Quizá, por ello, en los últimos años los teólogos han
seguido reflexionando sobre la cuestión. En concreto, he encontrado tres
ensayos de explicación que merecen la pena ser tenidos en cuenta estos días. Me
tomo la libertad de indicar lo que considero más sustancial de sus respectivas
aportaciones en estas circunstancias: la de J. A. Estrada; la de J.-B. Metz y
la de A. Torres Queiruga.
Juan Antonio Estrada declara “imposible” el intento de
armonizar racionalmente el mal con un Dios bueno y omnipotente. No se puede
exculpar a Dios. Cuando se intenta, se acaba favoreciendo el imaginario de un
ser malvado a costa del sacrificio de las personas. Es más sensato reconocer
que el cristianismo, no teniendo la respuesta racional a este problema,
habilita, sin embargo, para afrontarlo de manera coherente y lúcida, muy lejos
de la indiferencia o la desesperanza: quien, como es su caso, se autocomprende
como un cristiano, sabe que el problema le sobrepasa racionalmente pero, a la
vez, que también tiene motivos más que sobrados para combatir el mal, en
particular, el injusto y antes de tiempo, como lo hizo Jesús de Nazaret,
estando al lado de los que lo padecen, curando, acompañando, alentando.

Consigna escrita 1: Según el fragmento, ¿por qué considera Estrada que no se puede exculpar a Dios? Explícalo en una a tres oraciones.
El fragmento y las filas son independientes entre sí.

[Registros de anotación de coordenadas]
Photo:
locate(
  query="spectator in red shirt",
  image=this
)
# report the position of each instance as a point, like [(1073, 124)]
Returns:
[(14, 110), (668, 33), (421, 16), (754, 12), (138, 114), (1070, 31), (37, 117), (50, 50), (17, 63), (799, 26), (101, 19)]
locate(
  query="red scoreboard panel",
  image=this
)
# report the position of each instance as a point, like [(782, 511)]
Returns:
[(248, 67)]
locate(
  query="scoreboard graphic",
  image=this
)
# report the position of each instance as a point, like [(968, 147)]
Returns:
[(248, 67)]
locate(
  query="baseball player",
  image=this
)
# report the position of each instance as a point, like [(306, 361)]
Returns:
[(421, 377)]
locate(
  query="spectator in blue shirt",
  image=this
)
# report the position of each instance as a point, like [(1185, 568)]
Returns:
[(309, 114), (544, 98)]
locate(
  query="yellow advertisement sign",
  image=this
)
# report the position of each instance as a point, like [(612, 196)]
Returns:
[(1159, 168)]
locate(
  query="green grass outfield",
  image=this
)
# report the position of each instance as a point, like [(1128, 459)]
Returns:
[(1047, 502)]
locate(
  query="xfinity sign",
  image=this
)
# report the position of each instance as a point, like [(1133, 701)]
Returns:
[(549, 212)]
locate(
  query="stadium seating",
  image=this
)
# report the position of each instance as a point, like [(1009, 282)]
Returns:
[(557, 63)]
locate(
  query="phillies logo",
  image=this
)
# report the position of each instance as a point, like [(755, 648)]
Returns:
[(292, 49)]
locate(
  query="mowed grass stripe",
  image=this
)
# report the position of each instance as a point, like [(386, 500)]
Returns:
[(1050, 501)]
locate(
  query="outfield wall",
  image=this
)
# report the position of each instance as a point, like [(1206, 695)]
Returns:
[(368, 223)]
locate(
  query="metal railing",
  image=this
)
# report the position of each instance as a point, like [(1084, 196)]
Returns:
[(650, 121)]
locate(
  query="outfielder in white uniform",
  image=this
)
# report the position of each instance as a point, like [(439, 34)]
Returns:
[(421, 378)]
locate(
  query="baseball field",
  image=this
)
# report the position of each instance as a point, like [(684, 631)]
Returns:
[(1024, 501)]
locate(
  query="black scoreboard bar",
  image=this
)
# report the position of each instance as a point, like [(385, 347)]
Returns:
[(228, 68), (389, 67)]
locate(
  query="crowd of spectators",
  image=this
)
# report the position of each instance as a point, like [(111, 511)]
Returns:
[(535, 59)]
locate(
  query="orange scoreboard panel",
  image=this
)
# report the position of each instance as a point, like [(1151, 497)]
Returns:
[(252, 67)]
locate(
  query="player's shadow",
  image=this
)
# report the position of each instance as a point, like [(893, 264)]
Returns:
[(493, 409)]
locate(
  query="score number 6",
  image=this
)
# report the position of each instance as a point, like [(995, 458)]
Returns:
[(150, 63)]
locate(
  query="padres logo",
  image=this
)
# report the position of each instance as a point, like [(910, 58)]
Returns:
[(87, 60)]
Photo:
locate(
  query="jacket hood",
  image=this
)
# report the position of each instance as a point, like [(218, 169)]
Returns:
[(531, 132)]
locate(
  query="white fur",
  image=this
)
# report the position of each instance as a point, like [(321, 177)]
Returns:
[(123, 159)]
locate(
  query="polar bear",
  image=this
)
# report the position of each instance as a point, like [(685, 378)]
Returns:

Consigna escrita 2: Devuelve como una lista JSON de cadenas las líneas de las filas desde el comienzo de estas hasta la línea que contiene "[(421, 377)]", ambas incluidas. Usa una cadena por línea y omite las líneas en blanco.

Respuesta escrita 1: Porque, cuando se intenta exculpar a Dios, se acaba favoreciendo el imaginario de un ser malvado a costa del sacrificio de las personas. Por eso Estrada juzga más sensato reconocer que el cristianismo no tiene la respuesta racional a este problema.

Respuesta escrita 2:
[
  "Photo:",
  "locate(",
  "  query=\"spectator in red shirt\",",
  "  image=this",
  ")",
  "# report the position of each instance as a point, like [(1073, 124)]",
  "Returns:",
  "[(14, 110), (668, 33), (421, 16), (754, 12), (138, 114), (1070, 31), (37, 117), (50, 50), (17, 63), (799, 26), (101, 19)]",
  "locate(",
  "  query=\"red scoreboard panel\",",
  "  image=this",
  ")",
  "# report the position of each instance as a point, like [(782, 511)]",
  "Returns:",
  "[(248, 67)]",
  "locate(",
  "  query=\"scoreboard graphic\",",
  "  image=this",
  ")",
  "# report the position of each instance as a point, like [(968, 147)]",
  "Returns:",
  "[(248, 67)]",
  "locate(",
  "  query=\"baseball player\",",
  "  image=this",
  ")",
  "# report the position of each instance as a point, like [(306, 361)]",
  "Returns:",
  "[(421, 377)]"
]